**Actions to take**:
1. Please say whether each statement agrees with the Forever Young description: (a) Liz Parrish's son was diagnosed with diabetes; (b) RAADfest is held every two years; (c) average life spans have tripled over the past century. Answer yes or no for each, quoting the deciding words.
2. Rewrite the Forever Young description starting at "Want to live" and ending at "of this mission.", switching "mission" to "quest".

**Passage provided**:

_____

Want to live forever? Immortality might be closer than you think. Forever Young explores the movement to not only expand life expectancy, but to craft a genetic reality that allows us to stay young for longer stretches of time. This growing field of research and experimentation approaches aging like a disease begging for a cure. The film introduces us to several figures who stand at the forefront of this mission.
After her young son was diagnosed with diabetes, Liz Parrish happened upon information related to genetics and its role in determining our propensity for illness. She felt that not enough was being done to cure the leading cause of death and disease: aging. She assumed a scientific and biological approach to the dilemma, and injected herself with a substance designed to elongate the tips of her chromosomes. These tips, called telomeres, shorten during a person’s life span and slow the replication of cells. This acts as an engine for the degradation of health, function and appearance.
These experiments are still in their infancy, and much work must be done before they are suitable for widespread human testing, but they’re emblematic of a larger search for a modern fountain of youth. These pursuits converge at RAADfest, an annual conference devoted to the lucrative anti-aging industry. Here, scientists and entrepreneurs meet with investors eager to support the next breakthroughs in age suppression technology.
At present, there is no definitive cure because there is no obvious smoking gun. The key to these breakthroughs is in the understanding of how and why we age, a process for which there is no overwhelming consensus. Potential cures run the gamut from cellular stimulants to drug therapies. As more and more experiments are successfully lengthening the life spans of laboratory mice and other mammals, corporations are jumping on the anti-aging bandwagon like never before. On the biotech side, the filmmakers gain unprecedented access to Calico Life Sciences, one of the world’s most robustly funded labs devoted to the science of aging.
Average life spans have doubled over the past century. Forever Young profiles the efforts to keep that momentum going for the next century.

_____

**Record extracts**:
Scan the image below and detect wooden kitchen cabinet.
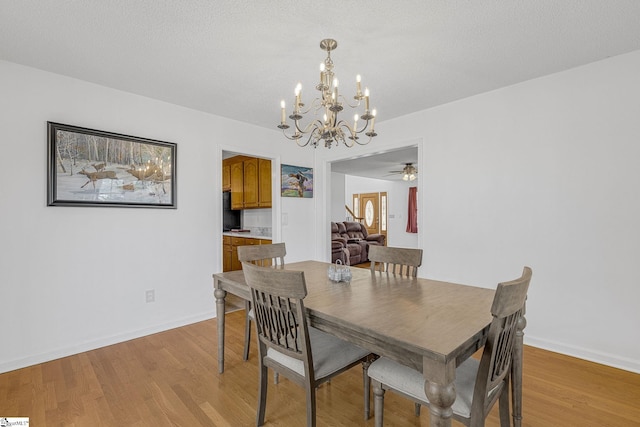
[222,236,233,272]
[243,157,260,209]
[229,157,244,209]
[222,159,231,191]
[258,159,271,208]
[228,156,271,209]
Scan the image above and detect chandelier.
[278,39,377,148]
[402,163,418,181]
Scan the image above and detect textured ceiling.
[0,0,640,181]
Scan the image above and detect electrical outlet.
[145,289,156,302]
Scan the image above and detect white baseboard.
[0,310,216,374]
[524,336,640,374]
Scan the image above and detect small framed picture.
[281,165,313,198]
[47,122,177,209]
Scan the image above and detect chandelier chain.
[278,39,377,148]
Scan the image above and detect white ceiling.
[0,0,640,180]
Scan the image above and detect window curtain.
[407,187,418,233]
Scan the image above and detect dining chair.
[238,243,287,362]
[369,267,532,427]
[369,245,422,277]
[242,262,370,426]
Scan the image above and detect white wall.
[316,51,640,372]
[344,174,420,248]
[0,61,315,372]
[329,172,344,222]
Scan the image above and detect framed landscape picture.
[47,122,177,209]
[281,165,313,198]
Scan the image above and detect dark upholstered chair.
[331,221,385,265]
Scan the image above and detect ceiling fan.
[389,163,418,181]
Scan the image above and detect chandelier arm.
[294,119,322,134]
[277,39,377,148]
[339,95,361,108]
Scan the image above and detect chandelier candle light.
[278,39,377,148]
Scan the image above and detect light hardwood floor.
[0,310,640,427]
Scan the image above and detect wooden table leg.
[213,286,227,373]
[511,308,527,427]
[422,358,456,427]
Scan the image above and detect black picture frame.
[47,122,177,209]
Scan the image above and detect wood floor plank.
[0,310,640,427]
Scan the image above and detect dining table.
[213,261,525,427]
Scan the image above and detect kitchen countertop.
[222,231,271,240]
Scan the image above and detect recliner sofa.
[331,221,386,265]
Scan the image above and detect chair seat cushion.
[368,357,480,418]
[267,327,370,379]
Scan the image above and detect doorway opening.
[352,191,388,244]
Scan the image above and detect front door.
[360,193,380,234]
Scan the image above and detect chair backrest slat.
[471,267,532,419]
[242,261,312,362]
[369,245,422,277]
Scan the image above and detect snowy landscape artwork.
[47,122,177,209]
[281,165,313,198]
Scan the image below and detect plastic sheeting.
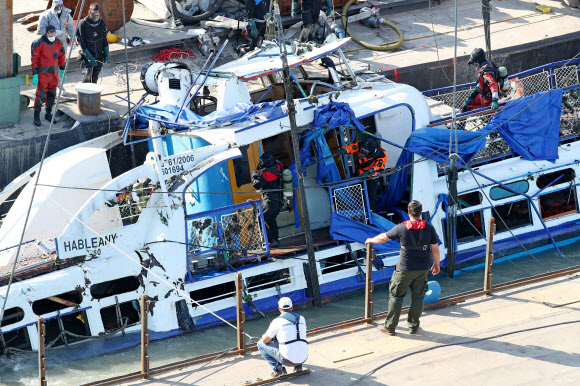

_____

**Answers to the problems**:
1.
(a) Yes: "After her young son was diagnosed with diabetes"
(b) No: "an annual conference devoted to the lucrative anti-aging industry"
(c) No: "Average life spans have doubled over the past century."

2.
Want to live forever? Immortality might be closer than you think. Forever Young explores the movement to not only expand life expectancy, but to craft a genetic reality that allows us to stay young for longer stretches of time. This growing field of research and experimentation approaches aging like a disease begging for a cure. The film introduces us to several figures who stand at the forefront of this quest.